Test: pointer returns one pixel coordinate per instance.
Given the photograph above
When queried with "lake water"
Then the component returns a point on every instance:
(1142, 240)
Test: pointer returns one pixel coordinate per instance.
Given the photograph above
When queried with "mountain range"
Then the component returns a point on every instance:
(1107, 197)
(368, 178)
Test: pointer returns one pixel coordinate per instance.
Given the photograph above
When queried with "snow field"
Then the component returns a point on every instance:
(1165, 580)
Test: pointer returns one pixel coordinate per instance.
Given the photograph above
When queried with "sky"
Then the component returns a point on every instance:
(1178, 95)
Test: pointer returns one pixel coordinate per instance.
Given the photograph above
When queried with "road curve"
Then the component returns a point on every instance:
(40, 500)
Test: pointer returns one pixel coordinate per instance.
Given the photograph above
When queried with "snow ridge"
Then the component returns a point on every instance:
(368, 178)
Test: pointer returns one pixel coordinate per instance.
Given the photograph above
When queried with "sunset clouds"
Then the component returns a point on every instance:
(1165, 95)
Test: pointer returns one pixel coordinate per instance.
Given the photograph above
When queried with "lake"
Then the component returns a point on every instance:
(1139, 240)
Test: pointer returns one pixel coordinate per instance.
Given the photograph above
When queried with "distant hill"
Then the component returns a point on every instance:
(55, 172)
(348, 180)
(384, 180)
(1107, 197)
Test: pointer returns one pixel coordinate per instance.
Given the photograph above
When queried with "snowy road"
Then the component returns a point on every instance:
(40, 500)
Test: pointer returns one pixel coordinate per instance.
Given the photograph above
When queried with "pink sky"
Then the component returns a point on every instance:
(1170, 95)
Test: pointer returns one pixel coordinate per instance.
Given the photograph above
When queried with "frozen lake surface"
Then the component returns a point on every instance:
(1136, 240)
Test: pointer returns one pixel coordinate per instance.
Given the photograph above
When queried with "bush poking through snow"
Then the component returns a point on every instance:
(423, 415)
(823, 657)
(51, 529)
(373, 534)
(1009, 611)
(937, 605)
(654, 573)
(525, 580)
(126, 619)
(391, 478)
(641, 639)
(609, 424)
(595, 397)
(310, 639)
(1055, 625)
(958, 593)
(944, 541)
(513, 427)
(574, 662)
...
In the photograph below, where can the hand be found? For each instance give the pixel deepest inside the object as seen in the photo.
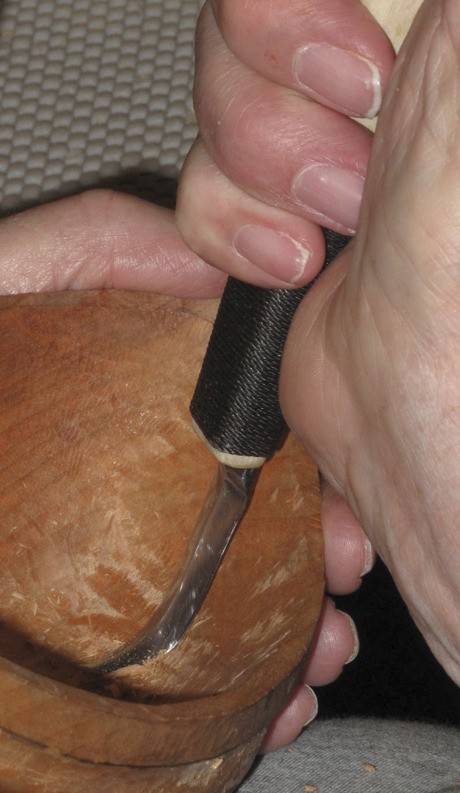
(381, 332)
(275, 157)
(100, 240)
==
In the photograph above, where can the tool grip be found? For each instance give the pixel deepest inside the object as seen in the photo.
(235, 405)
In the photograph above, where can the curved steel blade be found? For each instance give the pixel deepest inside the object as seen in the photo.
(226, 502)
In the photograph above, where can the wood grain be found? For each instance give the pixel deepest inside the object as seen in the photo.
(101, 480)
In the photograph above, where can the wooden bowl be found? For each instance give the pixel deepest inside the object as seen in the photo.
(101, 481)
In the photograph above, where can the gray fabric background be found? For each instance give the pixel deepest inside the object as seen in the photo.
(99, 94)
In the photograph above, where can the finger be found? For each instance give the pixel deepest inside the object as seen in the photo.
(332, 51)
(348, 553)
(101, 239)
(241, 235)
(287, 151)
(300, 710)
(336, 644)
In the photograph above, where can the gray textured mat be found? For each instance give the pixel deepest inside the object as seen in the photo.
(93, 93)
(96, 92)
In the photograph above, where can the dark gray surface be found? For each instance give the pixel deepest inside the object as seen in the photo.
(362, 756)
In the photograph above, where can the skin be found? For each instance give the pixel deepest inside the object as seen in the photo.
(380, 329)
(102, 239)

• DESCRIPTION OF THE TASK
Reading through the material above, work out how many lines include "lake", then state that number alone.

• RESULT FOR THIS TASK
3